▶ **Given data**:
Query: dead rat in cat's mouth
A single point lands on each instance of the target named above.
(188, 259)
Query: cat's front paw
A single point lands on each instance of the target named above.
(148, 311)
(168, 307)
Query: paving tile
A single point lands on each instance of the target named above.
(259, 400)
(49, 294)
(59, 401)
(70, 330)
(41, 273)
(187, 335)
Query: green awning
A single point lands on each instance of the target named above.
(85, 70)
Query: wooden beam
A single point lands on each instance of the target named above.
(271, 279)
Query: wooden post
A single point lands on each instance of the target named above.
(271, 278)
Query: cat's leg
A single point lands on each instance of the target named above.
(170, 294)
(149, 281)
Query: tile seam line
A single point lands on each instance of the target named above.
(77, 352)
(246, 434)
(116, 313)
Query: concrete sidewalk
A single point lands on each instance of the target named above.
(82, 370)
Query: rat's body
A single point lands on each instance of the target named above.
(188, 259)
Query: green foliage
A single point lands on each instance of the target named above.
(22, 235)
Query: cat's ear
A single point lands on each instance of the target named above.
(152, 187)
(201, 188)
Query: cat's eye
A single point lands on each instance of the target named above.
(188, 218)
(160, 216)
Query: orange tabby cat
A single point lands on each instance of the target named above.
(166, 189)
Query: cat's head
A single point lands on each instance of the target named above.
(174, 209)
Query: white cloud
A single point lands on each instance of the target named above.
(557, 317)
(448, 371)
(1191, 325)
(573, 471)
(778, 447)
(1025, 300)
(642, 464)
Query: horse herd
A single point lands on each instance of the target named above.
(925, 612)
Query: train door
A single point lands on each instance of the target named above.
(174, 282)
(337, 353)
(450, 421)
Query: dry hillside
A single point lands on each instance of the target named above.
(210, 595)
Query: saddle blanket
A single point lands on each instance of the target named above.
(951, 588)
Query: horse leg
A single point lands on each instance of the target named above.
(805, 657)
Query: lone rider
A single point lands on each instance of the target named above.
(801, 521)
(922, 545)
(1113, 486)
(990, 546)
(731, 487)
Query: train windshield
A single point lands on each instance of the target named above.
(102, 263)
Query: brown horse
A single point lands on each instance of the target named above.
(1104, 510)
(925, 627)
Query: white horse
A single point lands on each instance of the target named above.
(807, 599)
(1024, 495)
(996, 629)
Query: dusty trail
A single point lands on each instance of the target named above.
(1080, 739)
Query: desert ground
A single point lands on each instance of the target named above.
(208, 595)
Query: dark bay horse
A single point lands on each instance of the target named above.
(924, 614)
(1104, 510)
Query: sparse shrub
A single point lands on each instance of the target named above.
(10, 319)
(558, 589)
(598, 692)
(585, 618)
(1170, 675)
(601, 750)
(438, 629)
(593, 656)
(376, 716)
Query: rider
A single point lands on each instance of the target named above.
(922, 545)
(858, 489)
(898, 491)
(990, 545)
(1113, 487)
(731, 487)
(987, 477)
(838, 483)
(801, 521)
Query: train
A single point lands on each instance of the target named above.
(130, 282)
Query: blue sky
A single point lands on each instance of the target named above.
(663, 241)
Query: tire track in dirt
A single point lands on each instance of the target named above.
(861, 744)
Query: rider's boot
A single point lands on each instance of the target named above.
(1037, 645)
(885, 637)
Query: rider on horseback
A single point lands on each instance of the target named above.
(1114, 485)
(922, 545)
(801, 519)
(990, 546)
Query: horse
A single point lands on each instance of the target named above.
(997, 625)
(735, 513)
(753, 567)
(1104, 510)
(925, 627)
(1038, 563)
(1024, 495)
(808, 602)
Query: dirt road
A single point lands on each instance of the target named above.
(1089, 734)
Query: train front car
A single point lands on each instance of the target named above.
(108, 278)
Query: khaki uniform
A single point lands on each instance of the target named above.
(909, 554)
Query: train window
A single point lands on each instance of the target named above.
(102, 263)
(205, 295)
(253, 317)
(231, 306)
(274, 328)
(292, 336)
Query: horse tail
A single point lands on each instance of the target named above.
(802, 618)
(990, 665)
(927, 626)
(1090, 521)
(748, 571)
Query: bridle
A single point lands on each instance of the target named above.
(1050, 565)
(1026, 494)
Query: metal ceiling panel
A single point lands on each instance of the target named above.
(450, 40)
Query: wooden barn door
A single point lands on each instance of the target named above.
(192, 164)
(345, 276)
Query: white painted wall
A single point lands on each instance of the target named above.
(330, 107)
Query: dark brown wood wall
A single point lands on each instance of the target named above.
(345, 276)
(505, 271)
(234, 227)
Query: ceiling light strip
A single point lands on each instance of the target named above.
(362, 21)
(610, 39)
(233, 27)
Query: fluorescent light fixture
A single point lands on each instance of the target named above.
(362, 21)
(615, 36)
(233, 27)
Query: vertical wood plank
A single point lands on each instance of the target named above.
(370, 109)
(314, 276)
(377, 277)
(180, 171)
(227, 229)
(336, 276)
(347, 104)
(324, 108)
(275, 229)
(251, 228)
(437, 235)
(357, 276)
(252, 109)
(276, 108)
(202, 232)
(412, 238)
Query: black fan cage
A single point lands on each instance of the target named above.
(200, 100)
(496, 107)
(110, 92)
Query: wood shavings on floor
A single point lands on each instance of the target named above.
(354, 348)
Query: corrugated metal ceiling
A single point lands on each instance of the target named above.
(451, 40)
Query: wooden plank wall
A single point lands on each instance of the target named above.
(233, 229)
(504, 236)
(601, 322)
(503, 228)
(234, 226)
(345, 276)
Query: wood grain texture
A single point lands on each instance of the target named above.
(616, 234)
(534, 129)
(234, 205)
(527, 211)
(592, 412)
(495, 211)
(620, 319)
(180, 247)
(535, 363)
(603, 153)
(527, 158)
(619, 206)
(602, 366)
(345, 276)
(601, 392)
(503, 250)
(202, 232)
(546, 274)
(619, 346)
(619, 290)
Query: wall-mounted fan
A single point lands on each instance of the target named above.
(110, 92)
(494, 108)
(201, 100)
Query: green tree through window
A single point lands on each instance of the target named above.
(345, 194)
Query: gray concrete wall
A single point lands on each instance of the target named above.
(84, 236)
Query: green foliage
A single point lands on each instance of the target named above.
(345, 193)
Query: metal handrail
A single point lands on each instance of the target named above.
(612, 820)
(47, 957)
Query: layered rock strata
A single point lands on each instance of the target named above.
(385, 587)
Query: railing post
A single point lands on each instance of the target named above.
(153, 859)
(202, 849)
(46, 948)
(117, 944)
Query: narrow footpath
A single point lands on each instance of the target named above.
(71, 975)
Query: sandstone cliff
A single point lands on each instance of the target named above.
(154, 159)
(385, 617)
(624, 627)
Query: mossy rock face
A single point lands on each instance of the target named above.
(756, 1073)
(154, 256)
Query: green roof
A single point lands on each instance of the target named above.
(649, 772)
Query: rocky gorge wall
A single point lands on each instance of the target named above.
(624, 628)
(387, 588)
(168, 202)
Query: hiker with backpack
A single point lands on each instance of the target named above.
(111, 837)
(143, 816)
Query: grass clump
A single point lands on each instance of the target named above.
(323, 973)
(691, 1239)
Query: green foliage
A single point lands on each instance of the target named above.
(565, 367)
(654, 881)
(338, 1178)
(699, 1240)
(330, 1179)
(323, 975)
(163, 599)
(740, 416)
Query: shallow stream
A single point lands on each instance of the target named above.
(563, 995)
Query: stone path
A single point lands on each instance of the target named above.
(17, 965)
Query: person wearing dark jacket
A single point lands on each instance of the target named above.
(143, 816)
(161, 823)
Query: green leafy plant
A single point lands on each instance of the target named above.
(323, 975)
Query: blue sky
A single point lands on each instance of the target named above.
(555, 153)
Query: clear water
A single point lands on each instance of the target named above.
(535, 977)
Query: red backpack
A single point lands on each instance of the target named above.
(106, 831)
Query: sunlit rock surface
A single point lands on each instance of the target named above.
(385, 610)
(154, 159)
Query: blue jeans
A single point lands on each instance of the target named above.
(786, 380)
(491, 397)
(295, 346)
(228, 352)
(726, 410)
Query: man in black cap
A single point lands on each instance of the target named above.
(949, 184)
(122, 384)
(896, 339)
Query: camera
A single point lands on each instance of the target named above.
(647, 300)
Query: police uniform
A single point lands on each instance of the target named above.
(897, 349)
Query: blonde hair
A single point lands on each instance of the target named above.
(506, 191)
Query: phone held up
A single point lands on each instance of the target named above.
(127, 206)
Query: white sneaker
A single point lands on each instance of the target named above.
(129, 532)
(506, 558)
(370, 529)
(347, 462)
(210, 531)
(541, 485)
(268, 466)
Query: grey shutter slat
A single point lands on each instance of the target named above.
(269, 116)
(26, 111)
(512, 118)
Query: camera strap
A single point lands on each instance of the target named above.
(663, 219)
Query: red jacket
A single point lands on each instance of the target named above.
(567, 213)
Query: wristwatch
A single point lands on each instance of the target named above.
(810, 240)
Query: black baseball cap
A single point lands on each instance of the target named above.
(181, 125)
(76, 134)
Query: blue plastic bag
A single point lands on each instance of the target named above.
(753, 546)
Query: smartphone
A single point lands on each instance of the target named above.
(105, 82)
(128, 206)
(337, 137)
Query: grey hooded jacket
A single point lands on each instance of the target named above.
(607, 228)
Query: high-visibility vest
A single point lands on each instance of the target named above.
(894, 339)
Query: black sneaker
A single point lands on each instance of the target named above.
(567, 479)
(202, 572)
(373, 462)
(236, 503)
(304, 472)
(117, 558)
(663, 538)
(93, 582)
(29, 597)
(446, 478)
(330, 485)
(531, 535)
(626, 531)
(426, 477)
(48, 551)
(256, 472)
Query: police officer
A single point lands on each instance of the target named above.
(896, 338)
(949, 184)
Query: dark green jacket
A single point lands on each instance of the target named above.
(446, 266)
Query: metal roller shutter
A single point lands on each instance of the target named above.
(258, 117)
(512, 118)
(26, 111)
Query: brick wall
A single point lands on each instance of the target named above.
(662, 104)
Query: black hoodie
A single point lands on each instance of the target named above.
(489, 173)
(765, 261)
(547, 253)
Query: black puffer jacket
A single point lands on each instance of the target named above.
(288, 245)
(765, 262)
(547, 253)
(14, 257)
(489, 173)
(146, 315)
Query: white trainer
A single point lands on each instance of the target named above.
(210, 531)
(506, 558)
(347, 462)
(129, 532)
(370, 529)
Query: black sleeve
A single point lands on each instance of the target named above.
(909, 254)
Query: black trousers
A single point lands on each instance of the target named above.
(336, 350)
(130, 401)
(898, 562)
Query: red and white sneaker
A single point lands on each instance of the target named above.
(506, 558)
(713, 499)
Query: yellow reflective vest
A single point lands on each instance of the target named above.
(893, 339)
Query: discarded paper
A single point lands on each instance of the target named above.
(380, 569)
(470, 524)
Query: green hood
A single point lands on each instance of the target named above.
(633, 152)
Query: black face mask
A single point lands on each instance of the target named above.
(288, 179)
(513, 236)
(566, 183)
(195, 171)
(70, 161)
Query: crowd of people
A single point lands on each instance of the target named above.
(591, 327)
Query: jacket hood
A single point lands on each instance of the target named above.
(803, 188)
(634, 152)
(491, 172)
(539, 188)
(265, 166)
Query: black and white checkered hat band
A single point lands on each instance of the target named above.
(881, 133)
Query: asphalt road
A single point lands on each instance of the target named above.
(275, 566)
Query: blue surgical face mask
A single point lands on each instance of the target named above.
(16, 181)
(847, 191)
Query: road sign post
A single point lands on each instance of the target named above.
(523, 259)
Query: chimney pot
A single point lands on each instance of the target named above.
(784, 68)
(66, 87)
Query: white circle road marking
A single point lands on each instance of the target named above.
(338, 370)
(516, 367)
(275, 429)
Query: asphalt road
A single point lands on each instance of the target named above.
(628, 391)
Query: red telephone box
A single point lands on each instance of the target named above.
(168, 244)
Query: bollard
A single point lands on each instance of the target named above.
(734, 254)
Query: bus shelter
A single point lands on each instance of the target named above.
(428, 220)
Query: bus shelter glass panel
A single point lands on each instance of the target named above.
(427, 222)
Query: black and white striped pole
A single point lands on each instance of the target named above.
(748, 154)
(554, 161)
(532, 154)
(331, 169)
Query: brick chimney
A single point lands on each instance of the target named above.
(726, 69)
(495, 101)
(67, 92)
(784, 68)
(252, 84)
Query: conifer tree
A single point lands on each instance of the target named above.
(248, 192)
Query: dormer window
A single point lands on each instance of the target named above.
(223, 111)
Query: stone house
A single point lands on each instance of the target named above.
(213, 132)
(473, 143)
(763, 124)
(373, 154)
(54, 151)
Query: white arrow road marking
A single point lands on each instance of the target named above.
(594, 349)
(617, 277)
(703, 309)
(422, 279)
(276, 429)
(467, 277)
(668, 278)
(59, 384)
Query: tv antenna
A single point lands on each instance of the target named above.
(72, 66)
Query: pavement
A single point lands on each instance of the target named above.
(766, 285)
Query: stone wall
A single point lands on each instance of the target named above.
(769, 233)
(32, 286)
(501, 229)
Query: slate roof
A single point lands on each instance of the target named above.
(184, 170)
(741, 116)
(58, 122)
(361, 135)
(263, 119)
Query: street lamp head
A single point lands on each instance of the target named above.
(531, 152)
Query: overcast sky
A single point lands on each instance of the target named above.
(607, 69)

▶ **Work required**: Check each line of the listing for "green". Show those that have it.

▶ **Answer box**:
Query: green awning
Query: green foliage
Query: green tree through window
Query: green foliage
Query: green roof
Query: green foliage
Query: green leafy plant
Query: dark green jacket
Query: green hood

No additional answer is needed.